**** Excerpted records

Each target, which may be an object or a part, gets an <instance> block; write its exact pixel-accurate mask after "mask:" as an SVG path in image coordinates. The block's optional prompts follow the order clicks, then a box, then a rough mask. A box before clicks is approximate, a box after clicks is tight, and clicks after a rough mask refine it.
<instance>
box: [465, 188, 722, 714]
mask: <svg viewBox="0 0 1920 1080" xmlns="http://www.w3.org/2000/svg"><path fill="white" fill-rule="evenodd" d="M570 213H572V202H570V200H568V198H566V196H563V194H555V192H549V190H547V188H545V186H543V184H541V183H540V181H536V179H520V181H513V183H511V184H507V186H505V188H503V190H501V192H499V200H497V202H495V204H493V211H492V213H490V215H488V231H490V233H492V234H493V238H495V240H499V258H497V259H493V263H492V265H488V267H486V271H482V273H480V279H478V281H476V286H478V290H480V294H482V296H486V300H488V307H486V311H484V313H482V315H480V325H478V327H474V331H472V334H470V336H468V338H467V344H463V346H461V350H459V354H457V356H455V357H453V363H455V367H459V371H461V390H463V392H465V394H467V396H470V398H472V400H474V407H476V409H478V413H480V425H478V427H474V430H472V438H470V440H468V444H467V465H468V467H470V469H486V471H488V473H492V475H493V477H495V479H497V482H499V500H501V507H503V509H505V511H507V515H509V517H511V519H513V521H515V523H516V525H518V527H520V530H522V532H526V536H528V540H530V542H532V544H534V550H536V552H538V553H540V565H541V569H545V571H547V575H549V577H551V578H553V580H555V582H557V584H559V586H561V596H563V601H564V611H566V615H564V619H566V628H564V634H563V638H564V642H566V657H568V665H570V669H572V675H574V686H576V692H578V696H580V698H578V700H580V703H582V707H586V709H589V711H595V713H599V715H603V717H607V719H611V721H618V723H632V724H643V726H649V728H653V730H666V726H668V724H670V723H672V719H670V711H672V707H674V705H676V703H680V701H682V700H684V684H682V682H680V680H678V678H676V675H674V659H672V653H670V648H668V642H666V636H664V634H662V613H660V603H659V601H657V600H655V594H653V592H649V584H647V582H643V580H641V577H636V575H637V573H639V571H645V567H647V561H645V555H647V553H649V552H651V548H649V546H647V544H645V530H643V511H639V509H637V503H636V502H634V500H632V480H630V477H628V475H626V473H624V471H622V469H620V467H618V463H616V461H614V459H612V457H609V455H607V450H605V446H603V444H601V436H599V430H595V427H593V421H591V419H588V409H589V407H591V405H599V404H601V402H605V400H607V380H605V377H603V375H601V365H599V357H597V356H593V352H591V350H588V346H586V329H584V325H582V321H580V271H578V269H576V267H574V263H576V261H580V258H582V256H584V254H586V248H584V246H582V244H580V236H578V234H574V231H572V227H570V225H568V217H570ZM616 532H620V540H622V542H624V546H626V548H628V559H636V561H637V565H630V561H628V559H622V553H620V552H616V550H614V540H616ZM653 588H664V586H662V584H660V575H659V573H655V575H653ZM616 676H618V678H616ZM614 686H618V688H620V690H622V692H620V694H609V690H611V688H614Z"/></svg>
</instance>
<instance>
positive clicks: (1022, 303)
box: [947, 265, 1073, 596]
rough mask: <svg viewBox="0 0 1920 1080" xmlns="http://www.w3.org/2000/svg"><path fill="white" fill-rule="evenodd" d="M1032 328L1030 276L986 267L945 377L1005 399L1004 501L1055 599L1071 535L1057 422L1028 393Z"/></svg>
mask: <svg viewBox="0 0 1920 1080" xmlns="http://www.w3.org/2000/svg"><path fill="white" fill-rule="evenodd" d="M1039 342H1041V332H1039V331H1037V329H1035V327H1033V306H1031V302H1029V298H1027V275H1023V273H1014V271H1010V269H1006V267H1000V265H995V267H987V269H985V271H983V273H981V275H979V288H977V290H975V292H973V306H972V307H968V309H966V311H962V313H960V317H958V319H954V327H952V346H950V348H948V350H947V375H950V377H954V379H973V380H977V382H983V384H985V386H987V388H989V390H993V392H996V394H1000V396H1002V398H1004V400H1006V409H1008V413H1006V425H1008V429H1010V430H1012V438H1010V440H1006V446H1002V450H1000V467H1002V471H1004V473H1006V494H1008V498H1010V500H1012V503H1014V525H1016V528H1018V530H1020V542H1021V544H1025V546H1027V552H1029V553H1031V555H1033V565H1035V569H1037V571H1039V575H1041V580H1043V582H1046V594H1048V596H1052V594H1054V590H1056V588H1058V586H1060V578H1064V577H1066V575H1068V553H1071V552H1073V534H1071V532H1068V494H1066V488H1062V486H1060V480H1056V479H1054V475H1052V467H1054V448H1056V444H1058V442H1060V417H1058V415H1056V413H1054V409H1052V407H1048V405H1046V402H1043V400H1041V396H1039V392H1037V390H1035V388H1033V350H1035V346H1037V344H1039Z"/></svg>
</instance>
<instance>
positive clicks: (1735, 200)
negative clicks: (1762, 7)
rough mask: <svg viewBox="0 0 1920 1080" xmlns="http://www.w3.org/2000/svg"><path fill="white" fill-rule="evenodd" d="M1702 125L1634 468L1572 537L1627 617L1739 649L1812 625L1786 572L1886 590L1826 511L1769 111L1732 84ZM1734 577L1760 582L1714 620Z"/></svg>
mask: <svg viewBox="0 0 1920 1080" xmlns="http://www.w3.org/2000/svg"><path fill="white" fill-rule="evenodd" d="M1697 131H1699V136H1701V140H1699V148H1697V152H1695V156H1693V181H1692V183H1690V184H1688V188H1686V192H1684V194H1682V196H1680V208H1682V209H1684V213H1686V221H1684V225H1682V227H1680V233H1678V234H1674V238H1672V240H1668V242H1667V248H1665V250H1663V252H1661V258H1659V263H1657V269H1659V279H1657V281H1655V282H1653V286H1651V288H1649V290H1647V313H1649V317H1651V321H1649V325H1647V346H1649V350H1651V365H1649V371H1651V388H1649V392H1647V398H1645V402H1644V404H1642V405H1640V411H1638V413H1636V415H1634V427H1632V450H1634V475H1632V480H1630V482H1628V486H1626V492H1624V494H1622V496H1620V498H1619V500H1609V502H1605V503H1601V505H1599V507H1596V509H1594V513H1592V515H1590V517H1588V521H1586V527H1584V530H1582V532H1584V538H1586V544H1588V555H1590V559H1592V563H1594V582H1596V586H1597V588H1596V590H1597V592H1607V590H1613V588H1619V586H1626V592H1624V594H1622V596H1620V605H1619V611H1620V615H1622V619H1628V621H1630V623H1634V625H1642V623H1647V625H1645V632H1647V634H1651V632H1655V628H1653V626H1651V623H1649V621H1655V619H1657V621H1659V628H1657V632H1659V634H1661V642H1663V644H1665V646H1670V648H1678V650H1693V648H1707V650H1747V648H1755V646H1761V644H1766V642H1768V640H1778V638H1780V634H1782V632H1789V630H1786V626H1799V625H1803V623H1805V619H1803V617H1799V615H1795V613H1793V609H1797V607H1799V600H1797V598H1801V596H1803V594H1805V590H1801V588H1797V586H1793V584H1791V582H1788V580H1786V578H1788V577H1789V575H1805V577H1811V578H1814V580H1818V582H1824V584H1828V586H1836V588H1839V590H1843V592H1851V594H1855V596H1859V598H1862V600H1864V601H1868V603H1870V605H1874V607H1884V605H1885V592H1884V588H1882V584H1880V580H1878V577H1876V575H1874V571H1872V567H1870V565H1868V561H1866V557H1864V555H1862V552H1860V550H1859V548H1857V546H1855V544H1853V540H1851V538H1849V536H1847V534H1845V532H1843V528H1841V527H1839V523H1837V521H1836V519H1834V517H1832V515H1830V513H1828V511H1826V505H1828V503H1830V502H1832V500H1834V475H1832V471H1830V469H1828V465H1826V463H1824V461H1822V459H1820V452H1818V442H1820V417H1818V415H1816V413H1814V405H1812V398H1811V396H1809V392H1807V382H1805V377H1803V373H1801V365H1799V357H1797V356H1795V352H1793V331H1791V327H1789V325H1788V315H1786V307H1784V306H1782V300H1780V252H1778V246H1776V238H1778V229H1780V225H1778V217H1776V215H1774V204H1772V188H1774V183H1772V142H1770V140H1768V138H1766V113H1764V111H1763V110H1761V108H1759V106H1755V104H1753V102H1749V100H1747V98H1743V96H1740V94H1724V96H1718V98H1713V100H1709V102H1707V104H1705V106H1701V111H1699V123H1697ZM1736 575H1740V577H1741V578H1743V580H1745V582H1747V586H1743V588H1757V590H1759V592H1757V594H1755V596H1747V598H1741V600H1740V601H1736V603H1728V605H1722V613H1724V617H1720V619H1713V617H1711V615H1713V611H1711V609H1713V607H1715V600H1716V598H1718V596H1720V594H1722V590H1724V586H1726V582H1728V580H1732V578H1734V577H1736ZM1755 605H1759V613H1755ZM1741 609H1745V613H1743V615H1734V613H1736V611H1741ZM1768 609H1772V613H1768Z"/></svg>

********

**About this task**
Given the data above, which lines hold the string "positive"? Return them.

**Task output**
positive clicks: (1022, 303)
positive clicks: (1735, 200)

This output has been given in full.